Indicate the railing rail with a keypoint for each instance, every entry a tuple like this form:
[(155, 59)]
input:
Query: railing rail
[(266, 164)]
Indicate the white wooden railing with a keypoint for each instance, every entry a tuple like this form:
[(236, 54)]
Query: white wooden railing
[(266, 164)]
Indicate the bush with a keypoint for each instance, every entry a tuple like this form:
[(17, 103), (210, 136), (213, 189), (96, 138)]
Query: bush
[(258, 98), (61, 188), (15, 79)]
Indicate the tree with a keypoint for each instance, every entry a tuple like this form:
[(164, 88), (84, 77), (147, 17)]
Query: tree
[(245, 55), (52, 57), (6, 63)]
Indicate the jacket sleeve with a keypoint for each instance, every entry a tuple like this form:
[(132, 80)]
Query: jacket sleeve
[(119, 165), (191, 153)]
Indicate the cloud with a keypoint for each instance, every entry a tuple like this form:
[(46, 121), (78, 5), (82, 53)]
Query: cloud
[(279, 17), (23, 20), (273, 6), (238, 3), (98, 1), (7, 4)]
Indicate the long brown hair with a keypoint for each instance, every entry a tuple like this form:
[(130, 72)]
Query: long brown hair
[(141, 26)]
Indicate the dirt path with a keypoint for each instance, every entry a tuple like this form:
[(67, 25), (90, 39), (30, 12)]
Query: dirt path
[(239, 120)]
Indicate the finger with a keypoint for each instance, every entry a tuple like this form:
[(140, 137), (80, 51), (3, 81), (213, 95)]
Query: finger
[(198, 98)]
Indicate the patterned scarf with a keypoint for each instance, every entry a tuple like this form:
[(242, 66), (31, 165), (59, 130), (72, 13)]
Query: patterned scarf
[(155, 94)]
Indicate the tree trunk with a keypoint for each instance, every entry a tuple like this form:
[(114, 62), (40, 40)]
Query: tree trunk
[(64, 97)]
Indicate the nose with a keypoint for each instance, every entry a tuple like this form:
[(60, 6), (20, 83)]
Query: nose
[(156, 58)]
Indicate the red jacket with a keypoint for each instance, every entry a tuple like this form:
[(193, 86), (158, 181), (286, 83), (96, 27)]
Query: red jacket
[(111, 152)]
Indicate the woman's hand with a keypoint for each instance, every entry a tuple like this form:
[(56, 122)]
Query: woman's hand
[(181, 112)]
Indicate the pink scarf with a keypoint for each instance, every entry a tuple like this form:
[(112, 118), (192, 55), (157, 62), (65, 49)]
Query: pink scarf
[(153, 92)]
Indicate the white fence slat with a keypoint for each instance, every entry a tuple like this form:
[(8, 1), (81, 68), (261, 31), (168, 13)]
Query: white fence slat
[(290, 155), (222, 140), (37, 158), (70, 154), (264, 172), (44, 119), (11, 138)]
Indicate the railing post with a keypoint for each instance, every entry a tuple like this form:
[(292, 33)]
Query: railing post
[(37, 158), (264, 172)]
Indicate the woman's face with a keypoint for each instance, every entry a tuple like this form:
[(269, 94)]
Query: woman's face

^^^^

Give every line of the items above as a Markdown table with two columns, Row for the row number and Line for the line, leaving out blank lines.

| Row | Line |
|---|---|
| 1 | Indicate the railing rail with a keypoint for each instance, every entry a tuple like this form: |
| 2 | [(155, 59)] |
| 3 | input: |
| 4 | Query: railing rail |
| 5 | [(266, 164)] |
| 6 | Indicate the white wooden railing with a keypoint for each instance, every entry a tuple like this form: |
| 7 | [(236, 54)] |
| 8 | Query: white wooden railing |
| 9 | [(266, 164)] |
| 10 | Indicate the bush with a keypoint for each instance, every entry a tuple like this form: |
| 11 | [(17, 103), (210, 136), (213, 189), (96, 138)] |
| 12 | Query: bush |
| 13 | [(258, 98), (61, 188), (15, 79)] |
| 14 | Indicate the tree with a keypoint for each instance, every entry a tuple like this form: |
| 15 | [(164, 88), (84, 77), (147, 17)] |
| 16 | Query: tree |
| 17 | [(245, 55), (52, 57), (6, 63)] |
| 18 | Indicate the jacket sleeve with a keypoint for each instance, every entry a tuple like this form: |
| 19 | [(132, 80)] |
| 20 | Query: jacket sleeve |
| 21 | [(119, 165), (191, 153)] |
| 22 | Indicate the cloud with a keypoint for each instance, every entry a tuple like this form: |
| 23 | [(46, 121), (78, 5), (82, 53)] |
| 24 | Query: cloud |
| 25 | [(279, 17), (23, 20), (273, 6), (238, 3), (98, 1), (7, 4)] |
| 26 | Indicate the long brown hair with a keypoint for each instance, every entry a tuple like this form: |
| 27 | [(130, 72)] |
| 28 | Query: long brown hair |
| 29 | [(141, 26)] |
| 30 | Indicate the dirt path with a keypoint for each instance, every entry a tuple like this form: |
| 31 | [(67, 25), (90, 39), (30, 12)] |
| 32 | Query: dirt path |
| 33 | [(239, 120)] |
| 34 | Indicate the finger with a keypoint for each instance, every entry a tuple like this form: |
| 35 | [(140, 137), (80, 51), (3, 81), (213, 95)] |
| 36 | Query: finger |
| 37 | [(198, 98)] |
| 38 | Indicate the patterned scarf with a keypoint for each instance, every entry a tuple like this form: |
| 39 | [(242, 66), (31, 165), (59, 130), (72, 13)] |
| 40 | Query: patterned scarf |
| 41 | [(155, 94)] |
| 42 | Indicate the tree trunk with a keypoint for each instance, every entry a tuple like this form: |
| 43 | [(114, 62), (40, 40)] |
| 44 | Query: tree trunk |
| 45 | [(64, 97)] |
| 46 | Indicate the nose with a keypoint for each instance, every entry a tuple like this form: |
| 47 | [(60, 6), (20, 83)] |
| 48 | Query: nose |
| 49 | [(156, 58)] |
| 50 | Indicate the red jacket with a keypoint for each instance, every entry a tuple like this form: |
| 51 | [(193, 86), (158, 181), (286, 83), (96, 27)] |
| 52 | Query: red jacket |
| 53 | [(111, 152)] |
| 54 | Indicate the woman's hand with a keypoint for each instance, every entry a tuple like this form: |
| 55 | [(56, 122)] |
| 56 | Query: woman's hand |
| 57 | [(181, 112)] |
| 58 | Indicate the pink scarf with a keypoint for each instance, every entry a tuple like this form: |
| 59 | [(112, 118), (192, 55), (157, 62), (65, 49)] |
| 60 | Query: pink scarf |
| 61 | [(153, 92)] |
| 62 | Indicate the white fence slat with a keypoint for each instance, every entry a tuple like this form: |
| 63 | [(8, 1), (81, 68), (261, 31), (168, 13)] |
| 64 | Query: white fence slat |
| 65 | [(290, 155), (222, 140), (37, 158), (70, 154), (264, 172), (44, 119), (11, 138)] |
| 66 | Indicate the railing post with a keypoint for each instance, every entry a tuple like this form: |
| 67 | [(292, 33)] |
| 68 | Query: railing post |
| 69 | [(37, 158), (264, 172)] |
| 70 | Indicate the woman's face with a keypoint for each instance, every entry a tuple like this form: |
| 71 | [(269, 94)] |
| 72 | Query: woman's face |